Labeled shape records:
▬▬▬

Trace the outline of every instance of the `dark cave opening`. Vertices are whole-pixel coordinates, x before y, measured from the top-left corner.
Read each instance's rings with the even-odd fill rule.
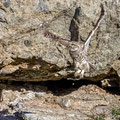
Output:
[[[5,89],[11,89],[11,87],[9,86],[13,86],[14,90],[16,89],[18,91],[21,91],[21,88],[25,88],[26,90],[38,91],[37,88],[40,88],[40,91],[51,91],[54,95],[57,96],[67,95],[72,91],[79,89],[81,86],[96,85],[100,88],[103,88],[101,86],[101,81],[93,82],[85,79],[77,81],[61,79],[56,81],[50,80],[41,82],[4,81],[2,84],[6,85]],[[120,95],[118,87],[105,87],[103,89],[111,94]]]

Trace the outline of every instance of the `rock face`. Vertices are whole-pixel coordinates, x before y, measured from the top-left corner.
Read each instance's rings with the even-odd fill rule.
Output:
[[[0,120],[120,119],[120,95],[96,85],[75,86],[57,86],[59,89],[52,90],[53,84],[51,89],[40,84],[6,85],[0,102]]]
[[[73,79],[68,48],[45,38],[43,32],[47,29],[62,38],[85,42],[99,18],[101,3],[105,16],[88,52],[94,71],[85,78],[98,81],[110,75],[120,77],[119,0],[2,0],[0,80]]]

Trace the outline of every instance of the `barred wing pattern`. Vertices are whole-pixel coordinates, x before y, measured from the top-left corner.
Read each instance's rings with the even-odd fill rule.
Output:
[[[74,67],[75,67],[75,71],[76,71],[75,77],[83,78],[85,72],[87,72],[87,73],[90,72],[90,63],[87,59],[87,51],[89,48],[89,43],[90,43],[91,37],[94,35],[95,31],[99,27],[103,16],[104,16],[104,7],[101,4],[101,15],[100,15],[94,29],[88,35],[85,44],[80,44],[79,42],[76,42],[76,41],[70,41],[67,39],[63,39],[47,30],[45,30],[45,32],[44,32],[45,37],[53,39],[55,41],[59,41],[64,46],[68,47],[69,53],[74,62]]]

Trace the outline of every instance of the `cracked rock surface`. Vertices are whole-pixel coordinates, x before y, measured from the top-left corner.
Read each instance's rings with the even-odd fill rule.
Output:
[[[64,82],[64,81],[63,81]],[[117,120],[120,95],[93,85],[66,82],[4,85],[0,120]],[[56,86],[54,86],[56,84]],[[2,84],[3,86],[3,84]],[[71,86],[71,87],[70,87]],[[56,88],[57,87],[57,88]]]
[[[115,81],[119,81],[120,65],[115,65],[120,64],[119,0],[1,0],[0,80],[73,79],[68,49],[45,38],[44,29],[68,40],[85,42],[100,15],[101,3],[105,16],[88,53],[95,70],[85,78],[99,81],[116,75]]]

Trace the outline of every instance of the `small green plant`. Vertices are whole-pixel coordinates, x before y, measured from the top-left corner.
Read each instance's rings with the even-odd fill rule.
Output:
[[[118,116],[118,115],[120,115],[120,109],[117,109],[117,108],[112,109],[112,115],[113,115],[113,116]]]
[[[119,120],[120,119],[120,108],[113,108],[112,109],[112,115],[113,118],[115,118],[115,120]]]
[[[92,115],[91,118],[93,120],[105,120],[105,115],[104,114]]]

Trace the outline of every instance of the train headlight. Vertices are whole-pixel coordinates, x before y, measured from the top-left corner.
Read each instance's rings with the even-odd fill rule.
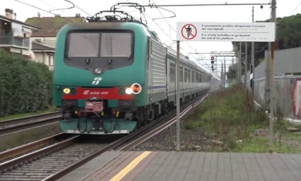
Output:
[[[63,90],[63,92],[64,92],[64,93],[65,93],[66,94],[68,94],[70,93],[70,92],[71,92],[71,90],[70,90],[70,88],[64,88],[64,90]]]
[[[132,93],[132,89],[131,88],[127,88],[126,89],[126,93],[127,94],[131,94]]]
[[[97,67],[94,70],[94,73],[96,74],[100,74],[101,72],[102,72],[102,70],[99,67]]]

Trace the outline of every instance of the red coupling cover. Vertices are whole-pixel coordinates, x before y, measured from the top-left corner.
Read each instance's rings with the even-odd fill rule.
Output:
[[[103,102],[86,102],[85,111],[100,112],[103,110]]]

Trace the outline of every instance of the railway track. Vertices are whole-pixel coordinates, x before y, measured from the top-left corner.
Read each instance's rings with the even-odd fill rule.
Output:
[[[180,116],[198,105],[207,96],[185,105]],[[76,135],[5,161],[0,164],[0,180],[57,180],[106,151],[129,150],[149,139],[176,121],[175,112],[175,110],[115,141],[81,142],[83,136]]]
[[[0,121],[0,135],[37,126],[57,122],[60,111]]]

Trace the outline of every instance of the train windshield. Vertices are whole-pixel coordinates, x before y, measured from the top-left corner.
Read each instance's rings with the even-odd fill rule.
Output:
[[[130,57],[129,33],[70,33],[68,57]]]
[[[68,57],[97,57],[99,46],[98,33],[70,33]]]
[[[102,33],[101,57],[130,57],[131,33]]]

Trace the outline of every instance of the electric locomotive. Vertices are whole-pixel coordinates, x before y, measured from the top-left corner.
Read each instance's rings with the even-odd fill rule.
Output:
[[[175,105],[175,53],[129,14],[97,15],[59,32],[54,101],[68,133],[127,134]],[[98,14],[107,11],[101,11]],[[209,88],[208,74],[181,57],[182,102]]]

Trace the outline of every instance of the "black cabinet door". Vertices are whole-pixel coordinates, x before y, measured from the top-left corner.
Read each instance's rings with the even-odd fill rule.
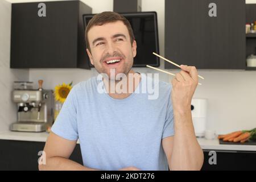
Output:
[[[77,1],[39,3],[12,4],[11,68],[89,68],[82,14],[90,7]]]
[[[211,3],[217,16],[210,17]],[[199,69],[245,68],[244,0],[167,0],[165,56]],[[176,68],[165,63],[166,68]]]
[[[212,154],[204,150],[204,160],[203,171],[225,170],[256,170],[255,151],[215,151],[216,164],[212,162]]]
[[[44,142],[0,140],[0,171],[38,170],[38,152],[43,151]],[[70,159],[82,165],[79,144]]]

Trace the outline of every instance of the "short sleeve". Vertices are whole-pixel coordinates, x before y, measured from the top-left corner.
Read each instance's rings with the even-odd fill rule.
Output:
[[[171,94],[169,95],[166,121],[162,138],[174,135],[174,118]]]
[[[78,139],[76,86],[69,92],[51,130],[57,135],[70,140]]]

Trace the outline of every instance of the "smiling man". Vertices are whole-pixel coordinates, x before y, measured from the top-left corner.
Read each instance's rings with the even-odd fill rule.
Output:
[[[71,90],[46,142],[46,164],[39,169],[200,169],[203,154],[191,110],[196,68],[182,65],[172,86],[133,71],[136,41],[129,22],[115,13],[94,16],[85,37],[90,62],[104,76]],[[122,82],[125,91],[132,92],[119,93],[111,84]],[[156,99],[137,92],[145,82],[159,88]],[[101,84],[105,93],[99,93]],[[69,159],[79,139],[83,165]]]

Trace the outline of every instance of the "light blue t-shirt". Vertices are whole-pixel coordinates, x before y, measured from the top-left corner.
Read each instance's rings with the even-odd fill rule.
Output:
[[[97,77],[77,84],[69,92],[52,131],[68,140],[79,139],[84,166],[102,170],[130,166],[168,170],[162,139],[174,135],[171,85],[141,76],[139,86],[125,99],[98,92],[103,82]],[[157,99],[138,92],[145,82],[159,86]]]

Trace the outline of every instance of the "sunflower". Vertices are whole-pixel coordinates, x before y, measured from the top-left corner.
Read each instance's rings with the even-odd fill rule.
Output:
[[[71,85],[72,82],[69,84],[63,83],[62,85],[59,85],[55,86],[54,94],[55,96],[55,101],[59,101],[63,104],[68,97],[68,93],[72,88]]]

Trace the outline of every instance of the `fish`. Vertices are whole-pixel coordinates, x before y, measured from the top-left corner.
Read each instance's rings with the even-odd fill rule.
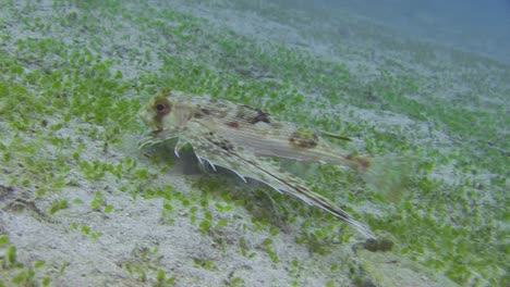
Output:
[[[191,145],[199,164],[227,169],[244,183],[251,178],[317,207],[354,227],[367,239],[374,233],[331,200],[313,191],[306,182],[267,158],[336,164],[364,172],[369,158],[336,152],[326,138],[349,137],[299,127],[267,112],[228,100],[166,90],[139,111],[147,133],[138,148],[177,139],[174,153]]]

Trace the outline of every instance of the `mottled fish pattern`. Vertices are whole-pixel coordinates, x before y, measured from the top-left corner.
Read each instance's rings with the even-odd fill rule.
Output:
[[[347,165],[365,171],[369,161],[340,155],[324,139],[348,138],[299,128],[279,122],[268,113],[226,100],[166,91],[153,98],[139,112],[148,133],[139,147],[178,138],[174,152],[191,145],[202,164],[228,169],[244,182],[252,178],[279,192],[290,194],[318,207],[355,227],[366,238],[374,234],[324,196],[312,191],[300,177],[264,157]]]

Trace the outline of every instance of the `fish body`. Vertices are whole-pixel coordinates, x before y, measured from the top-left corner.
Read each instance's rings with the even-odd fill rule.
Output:
[[[299,128],[268,113],[226,100],[167,91],[153,98],[139,112],[149,128],[141,147],[178,138],[174,152],[191,145],[201,163],[228,169],[244,182],[252,178],[275,190],[290,194],[355,227],[366,238],[374,234],[324,196],[312,191],[300,177],[264,160],[275,157],[347,165],[364,171],[364,158],[339,155],[324,137],[348,138]]]

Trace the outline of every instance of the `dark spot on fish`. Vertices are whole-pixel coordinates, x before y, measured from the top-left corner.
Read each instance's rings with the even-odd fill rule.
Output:
[[[259,123],[259,122],[264,122],[264,123],[270,123],[269,122],[269,114],[268,113],[265,113],[260,110],[256,110],[257,112],[257,115],[255,115],[254,117],[252,118],[248,118],[248,122],[251,124],[256,124],[256,123]]]
[[[230,127],[238,128],[238,127],[239,127],[239,122],[233,122],[233,121],[232,121],[232,122],[228,122],[227,125],[230,126]]]
[[[224,138],[217,138],[215,137],[215,134],[214,133],[209,133],[209,137],[208,137],[208,140],[210,142],[212,142],[215,146],[226,150],[226,151],[231,151],[234,149],[234,146],[232,145],[232,142],[230,142],[229,140],[224,139]]]
[[[292,133],[289,141],[294,147],[311,149],[318,145],[318,136],[312,132],[296,130]]]
[[[161,122],[165,115],[169,114],[172,111],[172,104],[166,98],[157,99],[154,104],[153,109],[156,112],[155,121],[157,123]]]
[[[363,244],[363,248],[372,252],[390,251],[393,248],[393,241],[389,239],[367,239]]]
[[[357,155],[354,155],[354,154],[349,154],[349,155],[345,157],[345,159],[356,163],[357,169],[360,169],[360,171],[362,171],[362,172],[365,172],[366,170],[368,170],[368,167],[371,167],[371,161],[369,161],[369,159],[367,159],[365,157],[357,157]]]

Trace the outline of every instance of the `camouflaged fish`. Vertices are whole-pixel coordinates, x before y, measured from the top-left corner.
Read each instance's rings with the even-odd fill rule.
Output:
[[[327,198],[312,191],[303,179],[260,158],[316,161],[366,170],[367,160],[333,153],[320,136],[347,138],[301,129],[244,104],[179,91],[155,97],[139,116],[149,128],[148,136],[139,142],[141,148],[179,138],[175,155],[179,157],[179,150],[190,144],[202,164],[206,162],[215,171],[215,166],[228,169],[244,182],[246,177],[263,182],[279,192],[290,194],[333,214],[365,237],[375,239],[368,228]]]

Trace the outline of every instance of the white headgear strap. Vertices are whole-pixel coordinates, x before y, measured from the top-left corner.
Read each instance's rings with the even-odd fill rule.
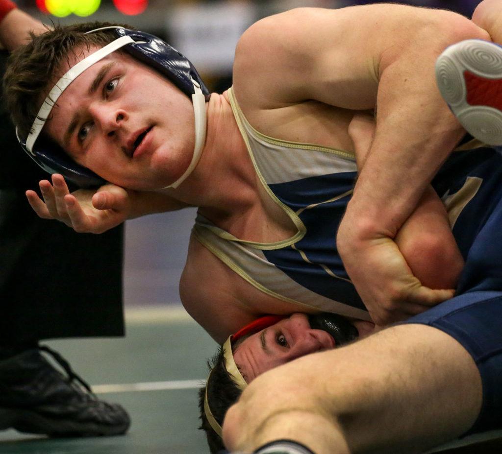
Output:
[[[63,77],[56,83],[54,86],[52,87],[52,89],[49,92],[47,97],[44,100],[42,107],[38,111],[38,113],[37,114],[35,121],[32,125],[30,133],[26,139],[26,148],[32,155],[35,156],[35,154],[32,151],[33,145],[44,127],[44,125],[45,124],[45,122],[47,120],[49,114],[50,113],[51,110],[52,110],[52,108],[56,104],[58,98],[61,95],[63,92],[68,88],[70,84],[94,63],[97,63],[99,60],[104,58],[107,55],[114,52],[117,49],[120,49],[123,46],[134,42],[134,40],[130,36],[121,36],[110,43],[109,44],[106,45],[104,47],[102,47],[96,51],[95,52],[91,54],[90,55],[87,56],[72,68],[70,68],[68,71],[63,74]]]
[[[122,28],[120,27],[107,27],[96,29],[94,30],[91,30],[87,32],[87,33],[91,33],[97,30],[105,30],[109,28]],[[63,74],[63,76],[59,79],[52,87],[52,89],[49,92],[47,97],[44,100],[42,107],[38,111],[37,116],[35,117],[35,121],[32,125],[30,133],[26,139],[26,148],[28,151],[33,155],[35,154],[32,151],[33,145],[35,141],[38,138],[40,132],[42,131],[50,113],[51,110],[56,104],[56,101],[61,95],[68,86],[77,77],[81,74],[86,69],[92,66],[94,63],[97,63],[99,60],[102,60],[107,55],[109,55],[112,52],[120,49],[126,44],[136,42],[132,38],[128,35],[121,36],[117,38],[113,41],[107,44],[104,47],[98,49],[96,52],[88,55],[83,60],[79,62],[72,68]],[[200,159],[200,155],[202,153],[202,149],[206,139],[206,98],[201,89],[200,85],[198,82],[192,79],[192,83],[193,84],[194,91],[195,93],[192,95],[192,102],[193,105],[194,114],[195,115],[195,144],[192,157],[192,161],[187,170],[185,171],[183,174],[174,183],[166,186],[166,188],[177,188],[187,177],[192,173],[195,168]],[[17,133],[17,131],[16,131]],[[165,189],[165,188],[164,188]]]

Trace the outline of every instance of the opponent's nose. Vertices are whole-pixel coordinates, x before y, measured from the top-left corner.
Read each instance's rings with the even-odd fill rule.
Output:
[[[322,339],[322,333],[318,330],[311,330],[309,328],[301,335],[297,336],[294,344],[290,349],[290,359],[292,360],[305,355],[329,348],[330,346],[329,340]]]

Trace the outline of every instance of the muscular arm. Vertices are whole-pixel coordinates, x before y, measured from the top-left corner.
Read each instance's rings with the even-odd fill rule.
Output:
[[[379,324],[453,294],[422,285],[393,240],[463,133],[436,87],[436,58],[454,42],[488,37],[451,12],[379,5],[290,12],[258,23],[238,48],[235,94],[265,133],[268,111],[309,99],[376,108],[374,139],[337,243]],[[256,52],[266,41],[273,44],[265,55]],[[253,50],[257,56],[245,60]]]
[[[423,452],[467,430],[481,402],[479,372],[459,344],[403,325],[261,375],[227,413],[223,439],[244,452],[281,438],[316,454]]]
[[[43,33],[46,31],[40,21],[20,10],[13,10],[0,22],[0,44],[12,51],[30,39],[30,32]]]
[[[356,114],[349,125],[357,168],[363,167],[375,130],[373,115]],[[399,229],[396,243],[406,263],[423,285],[453,288],[464,265],[442,202],[430,186]]]

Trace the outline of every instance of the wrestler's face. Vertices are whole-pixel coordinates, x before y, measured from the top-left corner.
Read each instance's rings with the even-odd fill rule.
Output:
[[[76,51],[62,74],[96,49]],[[115,52],[70,84],[44,131],[107,181],[152,190],[173,183],[188,167],[193,117],[188,96],[155,70]]]
[[[355,321],[359,337],[371,332],[372,323]],[[247,383],[260,374],[309,353],[334,348],[333,337],[310,327],[307,316],[294,314],[246,338],[232,349],[233,358]]]

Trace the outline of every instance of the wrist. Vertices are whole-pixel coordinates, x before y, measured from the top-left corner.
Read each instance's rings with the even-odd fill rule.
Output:
[[[11,0],[0,0],[0,23],[9,13],[16,8],[16,4]]]
[[[258,448],[256,454],[315,454],[306,446],[292,440],[271,441]]]

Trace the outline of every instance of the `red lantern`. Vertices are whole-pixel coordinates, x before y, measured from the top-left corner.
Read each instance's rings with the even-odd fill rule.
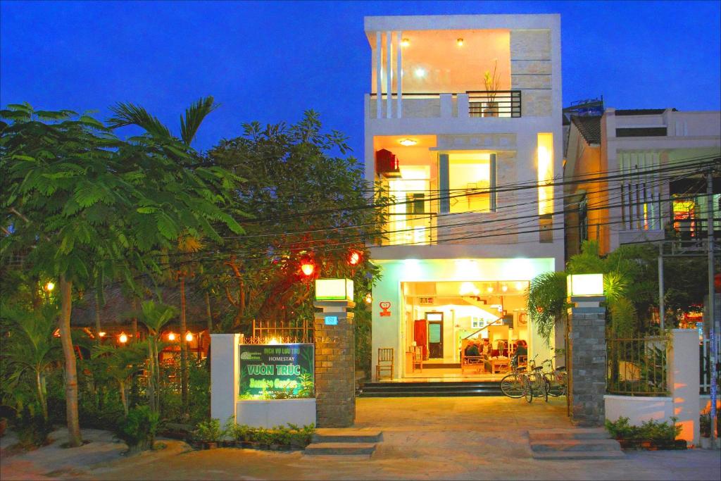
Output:
[[[363,254],[357,250],[352,250],[348,255],[348,264],[350,265],[358,265],[363,259]]]

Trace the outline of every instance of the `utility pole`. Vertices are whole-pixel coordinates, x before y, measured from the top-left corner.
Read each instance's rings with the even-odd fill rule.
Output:
[[[716,358],[718,356],[718,353],[716,352],[716,319],[715,319],[715,306],[714,306],[715,301],[715,288],[714,286],[714,181],[713,181],[713,170],[709,169],[709,172],[706,174],[706,205],[708,206],[707,209],[707,222],[708,225],[707,226],[706,231],[707,233],[707,247],[708,248],[708,255],[709,255],[709,301],[708,301],[708,313],[709,313],[709,342],[710,343],[709,349],[709,361],[711,361],[711,447],[716,447],[716,416],[718,413],[716,412],[716,397],[717,397],[717,389],[718,387],[716,385]]]
[[[665,304],[663,301],[663,242],[658,243],[658,321],[660,334],[663,335],[665,319]]]

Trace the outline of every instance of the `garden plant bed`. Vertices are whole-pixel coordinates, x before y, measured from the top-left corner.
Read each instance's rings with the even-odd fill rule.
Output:
[[[619,439],[622,449],[644,451],[658,451],[660,449],[686,449],[685,439],[652,440],[652,439]]]

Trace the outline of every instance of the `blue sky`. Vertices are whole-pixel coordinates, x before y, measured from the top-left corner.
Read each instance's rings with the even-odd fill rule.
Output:
[[[197,148],[306,109],[363,155],[366,15],[559,13],[563,102],[719,110],[721,2],[21,2],[0,4],[0,103],[146,107],[176,133],[212,94]]]

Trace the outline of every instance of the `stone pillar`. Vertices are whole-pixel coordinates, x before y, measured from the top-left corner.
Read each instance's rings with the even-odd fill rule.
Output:
[[[211,417],[221,420],[235,420],[235,403],[240,384],[238,358],[239,334],[211,334]]]
[[[674,329],[668,349],[667,382],[673,400],[673,415],[683,428],[678,439],[699,444],[699,332],[695,329]]]
[[[348,428],[355,422],[355,350],[351,301],[317,301],[317,425]]]
[[[571,422],[603,426],[606,420],[606,308],[603,296],[571,297],[568,309]]]

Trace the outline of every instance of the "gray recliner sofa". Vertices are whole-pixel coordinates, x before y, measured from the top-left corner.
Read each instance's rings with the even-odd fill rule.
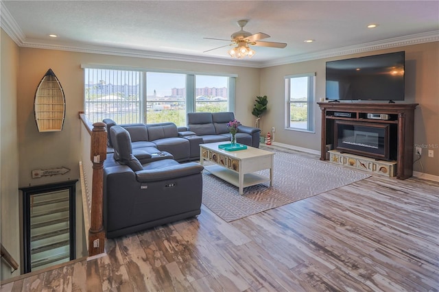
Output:
[[[104,226],[107,238],[141,231],[201,212],[203,167],[180,164],[171,155],[133,155],[132,137],[113,125],[114,149],[104,165]]]
[[[189,112],[187,114],[187,127],[180,127],[180,135],[196,135],[204,143],[230,141],[230,134],[227,123],[235,119],[232,112]],[[241,125],[236,134],[237,142],[256,148],[259,147],[261,130]]]
[[[116,122],[110,119],[105,119],[107,132],[110,133],[112,127]],[[148,162],[144,160],[143,154],[159,153],[165,154],[178,162],[184,162],[198,159],[200,149],[193,153],[193,145],[195,141],[179,136],[177,126],[174,123],[158,123],[153,124],[130,123],[119,125],[126,129],[131,138],[133,155],[141,162]],[[108,136],[107,141],[108,151],[112,151],[112,143]],[[197,144],[197,147],[199,143]],[[195,156],[195,157],[194,157]]]

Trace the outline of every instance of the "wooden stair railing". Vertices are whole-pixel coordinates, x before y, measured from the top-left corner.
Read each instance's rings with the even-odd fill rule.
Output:
[[[93,164],[93,175],[91,180],[91,198],[88,199],[91,206],[88,215],[84,213],[84,222],[89,221],[88,230],[87,246],[88,247],[88,256],[102,254],[105,250],[105,232],[102,219],[102,200],[104,184],[104,161],[106,159],[107,132],[104,123],[93,124],[83,112],[80,112],[80,119],[82,121],[91,138],[84,139],[90,141],[90,160]],[[83,204],[88,204],[83,202]],[[84,208],[85,210],[85,208]],[[85,212],[85,211],[84,211]],[[86,230],[87,233],[87,230]]]
[[[1,255],[1,258],[4,258],[8,265],[12,268],[11,273],[14,273],[19,268],[19,264],[1,243],[0,243],[0,254]]]

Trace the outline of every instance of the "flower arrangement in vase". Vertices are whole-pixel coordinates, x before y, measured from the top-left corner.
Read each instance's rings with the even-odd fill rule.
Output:
[[[227,123],[227,128],[230,133],[230,142],[232,145],[236,144],[236,133],[238,132],[238,127],[241,125],[241,123],[236,119]]]

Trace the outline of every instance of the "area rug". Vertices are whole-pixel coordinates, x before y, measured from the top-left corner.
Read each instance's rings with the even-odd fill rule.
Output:
[[[274,154],[273,186],[268,182],[238,188],[203,171],[202,203],[230,222],[368,178],[363,172],[279,149]],[[205,165],[208,165],[206,162]],[[269,171],[259,172],[268,176]]]

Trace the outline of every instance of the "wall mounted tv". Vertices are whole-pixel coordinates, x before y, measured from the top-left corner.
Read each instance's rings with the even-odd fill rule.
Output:
[[[327,99],[404,100],[405,52],[327,62]]]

▬▬▬

_Given request_: Show every line of the records above that contains the string "plant", matching case exactly.

_Finished task_:
Trace the outline of every instance of the `small green plant`. Vertices are whole-pixel coordinates, x before y, measured from the top-left corner.
Trace the outline of every instance of the `garden plant bed`. Vertices are whole-pixel coordinates, x before y, measured from the top-left corner.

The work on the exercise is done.